'''

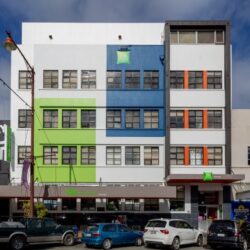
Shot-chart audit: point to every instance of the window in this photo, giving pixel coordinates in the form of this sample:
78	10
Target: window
113	118
114	79
88	155
151	155
24	118
176	119
219	36
88	204
69	155
50	155
195	79
132	118
132	205
69	204
50	79
25	78
248	155
50	118
24	152
113	156
196	156
69	118
151	119
88	118
151	79
151	205
177	79
178	203
176	155
214	80
51	204
69	79
215	156
195	118
132	79
214	119
113	204
187	37
132	155
206	36
88	79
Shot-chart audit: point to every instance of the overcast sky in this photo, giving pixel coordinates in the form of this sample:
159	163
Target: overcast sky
14	12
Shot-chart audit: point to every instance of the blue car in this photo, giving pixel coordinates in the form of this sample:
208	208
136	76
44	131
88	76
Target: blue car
106	235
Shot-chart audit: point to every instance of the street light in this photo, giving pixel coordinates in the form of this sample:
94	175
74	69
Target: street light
11	45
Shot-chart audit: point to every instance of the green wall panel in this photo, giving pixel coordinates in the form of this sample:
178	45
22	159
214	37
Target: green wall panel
63	137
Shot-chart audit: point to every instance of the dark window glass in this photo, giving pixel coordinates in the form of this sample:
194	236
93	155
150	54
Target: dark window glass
50	155
176	119
69	79
195	118
24	118
195	79
50	79
214	80
69	118
50	118
132	79
69	155
25	79
132	155
113	118
177	155
214	119
151	79
177	79
114	79
88	79
88	119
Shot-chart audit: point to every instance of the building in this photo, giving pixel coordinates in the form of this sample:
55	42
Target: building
131	119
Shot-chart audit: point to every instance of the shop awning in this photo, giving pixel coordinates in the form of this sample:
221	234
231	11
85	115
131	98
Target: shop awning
175	179
74	191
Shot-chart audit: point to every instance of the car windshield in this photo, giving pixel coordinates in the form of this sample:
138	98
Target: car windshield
156	223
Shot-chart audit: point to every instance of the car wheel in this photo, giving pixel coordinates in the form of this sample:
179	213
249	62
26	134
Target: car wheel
138	242
107	244
244	245
68	240
17	242
200	241
175	244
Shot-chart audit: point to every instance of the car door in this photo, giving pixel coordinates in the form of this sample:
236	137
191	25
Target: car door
189	234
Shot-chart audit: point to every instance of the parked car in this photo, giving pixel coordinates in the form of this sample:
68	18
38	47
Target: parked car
106	235
228	233
171	232
35	231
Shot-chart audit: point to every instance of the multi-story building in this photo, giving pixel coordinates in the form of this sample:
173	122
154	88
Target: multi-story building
130	119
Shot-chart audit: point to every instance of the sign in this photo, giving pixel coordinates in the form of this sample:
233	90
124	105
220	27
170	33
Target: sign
123	57
208	176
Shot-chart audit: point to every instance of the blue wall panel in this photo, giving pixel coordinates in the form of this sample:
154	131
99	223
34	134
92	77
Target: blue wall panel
142	57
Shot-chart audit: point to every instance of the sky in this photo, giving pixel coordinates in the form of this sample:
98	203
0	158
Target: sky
14	12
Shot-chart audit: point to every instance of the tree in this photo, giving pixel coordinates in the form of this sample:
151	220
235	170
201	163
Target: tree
40	209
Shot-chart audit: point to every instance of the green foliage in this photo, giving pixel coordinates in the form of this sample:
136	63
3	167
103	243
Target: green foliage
40	209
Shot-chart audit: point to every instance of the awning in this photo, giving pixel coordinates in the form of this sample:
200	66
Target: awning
198	178
74	191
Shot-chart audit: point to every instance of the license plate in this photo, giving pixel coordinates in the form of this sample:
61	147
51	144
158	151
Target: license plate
221	235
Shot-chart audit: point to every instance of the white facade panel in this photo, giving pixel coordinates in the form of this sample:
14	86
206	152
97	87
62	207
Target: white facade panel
93	33
197	98
197	137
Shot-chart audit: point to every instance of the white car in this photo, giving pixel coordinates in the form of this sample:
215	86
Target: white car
171	232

'''

* **Aim of the task**
Excluding all pictures, reproduce the records exactly as they appear above.

* **Your response**
Shot-chart audit: point to every instance of the window in this photo, giving pixel coordinates in the form of this sample:
78	10
Target: window
113	118
114	79
88	155
151	155
24	118
176	119
219	36
88	204
69	155
50	155
195	79
132	118
132	205
69	204
50	79
25	78
248	155
50	118
24	152
113	156
196	156
69	118
151	119
88	118
151	79
151	205
177	79
178	203
176	155
214	80
51	204
69	79
215	156
195	118
132	79
214	119
113	204
187	37
132	155
206	36
88	79
Shot-chart audit: point to every instance of the overcast sky in this photo, giving pixel coordinates in the form of this sample:
159	163
Target: overcast sky
14	12
Shot-chart audit: point to every instance of the blue car in this photo, giving pixel coordinates in the form of this sample:
208	208
136	76
44	131
88	76
Target: blue car
106	235
Shot-chart audit: point to every instance of the street light in this photo, giving pixel coordinates in the form of this sample:
94	175
74	69
Target: street light
11	45
Shot-chart audit: point to every instance of the green wall panel in this photo, giving pixel coordinates in the form of this sample:
178	45
22	159
214	37
Target: green wall panel
63	137
Shot-chart audit: point to every instance of the dark window glass in this photo, giving pixel coordinates in the form of this sample:
194	236
93	155
150	54
Target: dark window glass
50	155
176	119
69	79
195	118
24	118
195	79
50	79
214	80
69	118
50	118
132	79
69	155
25	79
132	155
113	118
177	155
214	119
151	79
177	79
114	79
88	79
88	119
Shot-chart audit: point to every instance of the building in this photo, giving pixel coordinates in the form of this sample:
55	42
Target: building
131	119
Shot-chart audit: point to every instance of the shop awning in this photo, giving pixel coordinates in the form of this sample:
221	234
231	11
85	115
131	98
Target: shop awning
175	179
74	191
Shot-chart audit: point to every instance of the car windshield in this photo, giving pixel coordinates in the form of this sample:
138	98
Target: car windshield
156	223
Shot-chart audit: point to every instance of the car wheel in this photo, giving pixel coordinates in the form of this sample:
179	213
249	62
26	134
Target: car wheel
138	242
107	244
244	245
68	240
17	242
200	241
175	244
Shot-chart audit: point to every instance of the car door in this photo, giving pixel coordinates in the form of this sample:
236	137
191	25
Target: car door
189	234
Shot-chart audit: point to every instance of the parked car in this photo, giving pixel coordinates in the form of this sample:
68	18
38	47
Target: parked car
106	235
228	233
171	232
35	231
Shot-chart audit: point to every instance of the multi-story building in this photo, giving pixel coordinates in the form of this sample:
173	122
154	88
Target: multi-story building
130	119
Shot-chart audit: point to every instance of the sign in this photo, giving pixel coordinates in the form of this sample:
233	90
124	105
220	27
170	33
Target: sign
123	57
208	176
Shot-chart audit: point to every instance of the blue wall panel in this photo, giving pixel coordinates in the form of this sample:
154	131
99	223
34	134
92	77
Target: blue wall panel
142	57
Shot-chart audit: point to every instance of the sky in this photo, giving pixel coordinates in the form of this sample:
98	203
0	158
Target: sky
14	12
Shot-chart audit: point to every instance of the tree in this photo, giving pixel coordinates in the form of this sample:
151	220
235	170
201	163
Target: tree
40	209
Shot-chart audit: point to every instance of the green foliage in this photo, giving pixel coordinates in the form of this sample:
136	63
3	167
103	243
Target: green foliage
40	209
Shot-chart audit: point to every instance of the awning in this photo, giving pixel coordinates in the form of this sample:
200	66
Target: awning
198	178
74	191
Shot-chart audit: point to every instance of the license plate in this photo, giving pixel coordinates in the form of this sample:
61	147
51	144
158	151
Target: license plate
221	235
Shot-chart audit: point to every instance of the white facade panel in this photo, giving pixel coordinates in the form of this sample:
14	86
206	152
97	87
62	207
Target: white facade panel
93	33
197	98
197	137
Shot-chart audit: point to every instance of the white car in this photo, giving pixel coordinates in the form of this sample:
215	86
Target: white car
171	232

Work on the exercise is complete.